━━━━━ GIVEN DATA ━━━━━
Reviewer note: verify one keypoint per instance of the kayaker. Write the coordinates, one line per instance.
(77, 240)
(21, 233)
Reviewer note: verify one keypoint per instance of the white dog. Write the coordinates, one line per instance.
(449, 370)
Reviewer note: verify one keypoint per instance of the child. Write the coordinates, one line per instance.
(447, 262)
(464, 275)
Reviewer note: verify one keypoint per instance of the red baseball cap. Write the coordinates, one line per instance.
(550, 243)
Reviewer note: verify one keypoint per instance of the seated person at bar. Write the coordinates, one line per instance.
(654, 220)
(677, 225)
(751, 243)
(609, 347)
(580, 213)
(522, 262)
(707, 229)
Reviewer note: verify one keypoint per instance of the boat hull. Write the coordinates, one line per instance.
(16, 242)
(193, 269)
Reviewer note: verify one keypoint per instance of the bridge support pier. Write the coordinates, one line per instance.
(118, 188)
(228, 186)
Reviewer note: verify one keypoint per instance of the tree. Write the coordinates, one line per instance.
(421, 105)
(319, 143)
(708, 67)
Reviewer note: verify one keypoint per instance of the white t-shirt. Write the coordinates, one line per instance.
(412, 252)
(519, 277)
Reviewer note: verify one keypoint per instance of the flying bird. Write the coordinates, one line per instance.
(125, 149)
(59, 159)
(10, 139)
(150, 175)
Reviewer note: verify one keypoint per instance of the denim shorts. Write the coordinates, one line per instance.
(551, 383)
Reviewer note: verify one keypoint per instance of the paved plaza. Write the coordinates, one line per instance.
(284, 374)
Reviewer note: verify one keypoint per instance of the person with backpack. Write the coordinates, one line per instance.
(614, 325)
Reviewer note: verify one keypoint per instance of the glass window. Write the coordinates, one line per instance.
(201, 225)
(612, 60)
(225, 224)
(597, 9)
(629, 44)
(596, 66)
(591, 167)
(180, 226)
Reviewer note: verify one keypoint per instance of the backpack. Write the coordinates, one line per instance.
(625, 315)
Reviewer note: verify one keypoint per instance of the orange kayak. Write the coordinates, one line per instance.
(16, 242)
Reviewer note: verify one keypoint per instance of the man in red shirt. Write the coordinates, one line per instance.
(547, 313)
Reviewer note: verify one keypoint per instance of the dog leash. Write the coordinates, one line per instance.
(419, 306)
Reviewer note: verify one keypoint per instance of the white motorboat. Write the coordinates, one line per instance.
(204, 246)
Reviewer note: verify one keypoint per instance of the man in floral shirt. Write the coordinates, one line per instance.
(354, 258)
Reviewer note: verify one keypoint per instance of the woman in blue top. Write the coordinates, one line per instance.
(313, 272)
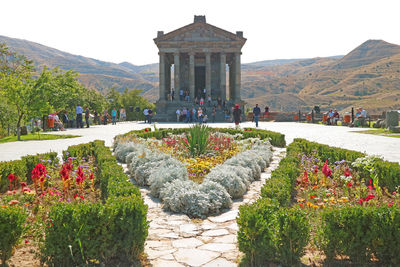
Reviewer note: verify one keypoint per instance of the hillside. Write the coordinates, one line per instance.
(367, 76)
(95, 74)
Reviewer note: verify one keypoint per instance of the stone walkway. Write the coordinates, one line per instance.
(177, 240)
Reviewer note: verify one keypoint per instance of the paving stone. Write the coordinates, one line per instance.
(218, 247)
(225, 239)
(187, 243)
(153, 254)
(216, 232)
(220, 263)
(225, 217)
(195, 257)
(166, 263)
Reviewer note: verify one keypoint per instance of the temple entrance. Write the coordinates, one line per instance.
(199, 81)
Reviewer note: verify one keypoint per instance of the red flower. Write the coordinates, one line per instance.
(347, 172)
(369, 197)
(371, 186)
(11, 177)
(325, 170)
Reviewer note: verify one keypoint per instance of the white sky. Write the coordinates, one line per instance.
(118, 30)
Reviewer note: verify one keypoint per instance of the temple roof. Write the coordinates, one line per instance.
(199, 31)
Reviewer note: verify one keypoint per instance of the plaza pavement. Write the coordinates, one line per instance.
(338, 136)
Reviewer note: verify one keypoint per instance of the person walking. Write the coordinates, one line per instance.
(178, 114)
(79, 111)
(87, 114)
(214, 113)
(150, 115)
(146, 114)
(105, 117)
(114, 116)
(256, 113)
(237, 112)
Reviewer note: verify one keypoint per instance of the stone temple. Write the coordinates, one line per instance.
(201, 60)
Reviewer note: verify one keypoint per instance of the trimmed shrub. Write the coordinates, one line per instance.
(12, 224)
(360, 232)
(268, 233)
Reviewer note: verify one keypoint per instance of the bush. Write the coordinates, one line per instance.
(12, 221)
(268, 233)
(110, 233)
(82, 234)
(360, 232)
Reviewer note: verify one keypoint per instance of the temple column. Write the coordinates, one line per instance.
(208, 75)
(162, 76)
(191, 75)
(176, 75)
(237, 76)
(223, 76)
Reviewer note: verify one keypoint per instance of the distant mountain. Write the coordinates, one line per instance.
(368, 76)
(95, 73)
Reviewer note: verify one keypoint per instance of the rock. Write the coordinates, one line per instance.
(218, 247)
(195, 257)
(227, 216)
(187, 243)
(217, 232)
(220, 263)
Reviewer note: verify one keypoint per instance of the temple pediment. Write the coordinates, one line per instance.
(199, 32)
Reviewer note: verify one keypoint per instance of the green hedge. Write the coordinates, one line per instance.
(113, 232)
(22, 168)
(361, 232)
(269, 233)
(12, 224)
(82, 234)
(357, 232)
(276, 139)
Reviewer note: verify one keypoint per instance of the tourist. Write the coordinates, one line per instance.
(205, 118)
(146, 114)
(335, 117)
(187, 96)
(329, 119)
(200, 115)
(214, 113)
(96, 117)
(194, 114)
(65, 119)
(237, 112)
(219, 102)
(105, 117)
(114, 116)
(181, 94)
(178, 114)
(150, 115)
(256, 113)
(57, 123)
(79, 111)
(87, 114)
(201, 101)
(266, 110)
(122, 114)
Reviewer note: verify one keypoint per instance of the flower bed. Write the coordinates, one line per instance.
(195, 184)
(64, 208)
(332, 200)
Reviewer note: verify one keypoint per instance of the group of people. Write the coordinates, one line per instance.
(193, 115)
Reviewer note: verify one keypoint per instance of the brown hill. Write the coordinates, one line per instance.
(368, 76)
━━━━━
#### [WHAT THE EXERCISE ASKS]
Make a verbatim copy of all the entries and strip out the pictures.

#### [RESPONSE AREA]
Reviewer note: verify one keypoint per instance of the kayaker. Write the coordinates, one line per instance.
(77, 240)
(21, 233)
Reviewer note: verify one keypoint per instance of the white dog. Write the coordinates, one line per instance.
(449, 370)
Reviewer note: verify one keypoint per instance of the child. Write the coordinates, one line per instance.
(447, 262)
(464, 275)
Reviewer note: verify one keypoint per instance of the red baseball cap. Write the coordinates, one line per instance.
(550, 243)
Reviewer note: verify one keypoint per instance of the seated person at bar. Write the coordinates, one line per instance.
(654, 220)
(677, 225)
(751, 243)
(609, 347)
(580, 213)
(522, 262)
(707, 229)
Reviewer note: verify one keypoint per instance of the boat hull. Write the coordinates, one line per instance.
(16, 242)
(193, 269)
Reviewer note: verify one keypoint per instance of the bridge support pier. Write the coordinates, one line per instance.
(118, 188)
(228, 186)
Reviewer note: verify one keypoint per instance of the tree. Write the coordinates, one line per instance.
(421, 105)
(319, 143)
(708, 67)
Reviewer note: verify one keypoint per instance of the white t-shirt. Write the coordinates, one line per instance.
(412, 252)
(519, 277)
Reviewer note: verify one keypoint per instance of the flying bird. Write the coordinates, one line per instance.
(125, 149)
(59, 159)
(10, 139)
(150, 175)
Reviewer note: verify one keypoint per instance of the denim shorts. Write the coordinates, one line per instance.
(551, 383)
Reviewer note: verify one keypoint per instance of the paved plaza. Write the coordinates, one line per instance.
(284, 374)
Reviewer note: verify one keypoint per instance of the person with backpack. Write the coordinates, one line per instance.
(614, 325)
Reviewer note: verify one keypoint per instance of the glass window. Write the coordinates, one line per instance.
(201, 225)
(612, 60)
(225, 224)
(597, 9)
(629, 44)
(596, 66)
(591, 167)
(180, 226)
Reviewer note: verify one keypoint per instance of the backpack. Write the coordinates, one line per instance.
(625, 315)
Reviewer note: verify one keypoint per instance of the orange kayak. Write the coordinates, one line per instance.
(16, 242)
Reviewer note: verify one keypoint per instance of the man in red shirt. Write the coordinates, one line per instance.
(547, 313)
Reviewer note: verify one keypoint per instance of the dog leash. Write the coordinates, one line per instance.
(419, 306)
Reviewer note: verify one keypoint per instance of the white motorboat. Write the coordinates, one line per instance.
(204, 246)
Reviewer note: verify one keypoint per instance of the man in floral shirt. Write the coordinates, one line per instance.
(354, 258)
Reviewer note: verify one keypoint per instance of the woman in blue top. Write the coordinates, one line per instance.
(313, 272)
Reviewer note: verify one keypoint per instance of the hillside. Write the coordinates, one line per instance.
(367, 76)
(95, 74)
Reviewer note: verify one keypoint per instance of the stone walkway. Write the coordinates, one line per instance.
(177, 240)
Reviewer note: verify one keypoint per instance of the paving stone. Write the coordinates, one line per instance.
(218, 247)
(225, 239)
(187, 243)
(153, 254)
(216, 232)
(220, 263)
(225, 217)
(195, 257)
(166, 263)
Reviewer note: verify one keypoint per instance of the temple entrance. Write the coordinates, one line per instance.
(199, 81)
Reviewer note: verify one keypoint per instance of the red flower. Write the coordinates, one line per instance.
(347, 172)
(369, 197)
(371, 186)
(11, 177)
(325, 170)
Reviewer note: verify one keypoint per instance of the white sky. Write the coordinates, one line per instance.
(118, 30)
Reviewer note: verify one keypoint per instance of the temple roof. Write the coordinates, one line per instance.
(199, 31)
Reviewer note: verify one keypoint per instance of the plaza pavement. Write the coordinates, one line per instance.
(338, 136)
Reviewer note: verify one keypoint per instance of the person walking. Write the coordinates, one line per instance.
(178, 114)
(79, 111)
(87, 114)
(214, 113)
(150, 115)
(146, 114)
(105, 117)
(114, 116)
(256, 113)
(237, 112)
Reviewer note: verify one keypoint per instance of the stone temple. Write the coordinates, one line per instance.
(201, 60)
Reviewer note: verify one keypoint per instance of the trimmed shrub. Write the coordinates, one line per instance.
(12, 224)
(360, 232)
(268, 233)
Reviewer note: verify one keypoint per instance of the bush. Write the coordinates, one line per instance.
(12, 221)
(268, 233)
(110, 233)
(82, 234)
(360, 232)
Reviewer note: verify one keypoint per instance of the temple column. Write the coordinates, one line per instance.
(208, 75)
(162, 76)
(191, 75)
(176, 75)
(237, 76)
(223, 76)
Reviewer note: verify one keypoint per instance of the distant mountain. Write the coordinates, one line per instance.
(368, 76)
(95, 73)
Reviewer note: verify one keypoint per instance of the rock. Write the coordinates, one line per instance.
(218, 247)
(195, 257)
(227, 216)
(187, 243)
(217, 232)
(220, 263)
Reviewer note: verify one keypoint per instance of the temple pediment. Write the coordinates, one line per instance.
(199, 32)
Reviewer note: verify one keypoint per instance of the green hedge. Write the coordinates, one line per instance.
(113, 232)
(22, 168)
(361, 232)
(269, 233)
(12, 224)
(82, 234)
(357, 232)
(276, 139)
Reviewer note: verify one keypoint per instance of the tourist. Write the coordinates, one line per instance.
(205, 118)
(146, 114)
(335, 117)
(187, 96)
(329, 119)
(200, 115)
(214, 113)
(96, 117)
(194, 114)
(65, 119)
(237, 112)
(219, 102)
(105, 117)
(114, 116)
(181, 94)
(178, 114)
(150, 115)
(256, 113)
(57, 123)
(79, 111)
(87, 114)
(201, 101)
(266, 110)
(122, 114)
Reviewer note: verify one keypoint per instance of the flower bed. Write the coordinates, one line per instance.
(195, 184)
(64, 208)
(332, 200)
Reviewer note: verify one keypoint per instance of the group of people. Write the coordinates, one line per instance.
(193, 115)
Reviewer note: verify one keypoint per instance of the brown hill. Write the coordinates, one line per instance.
(368, 76)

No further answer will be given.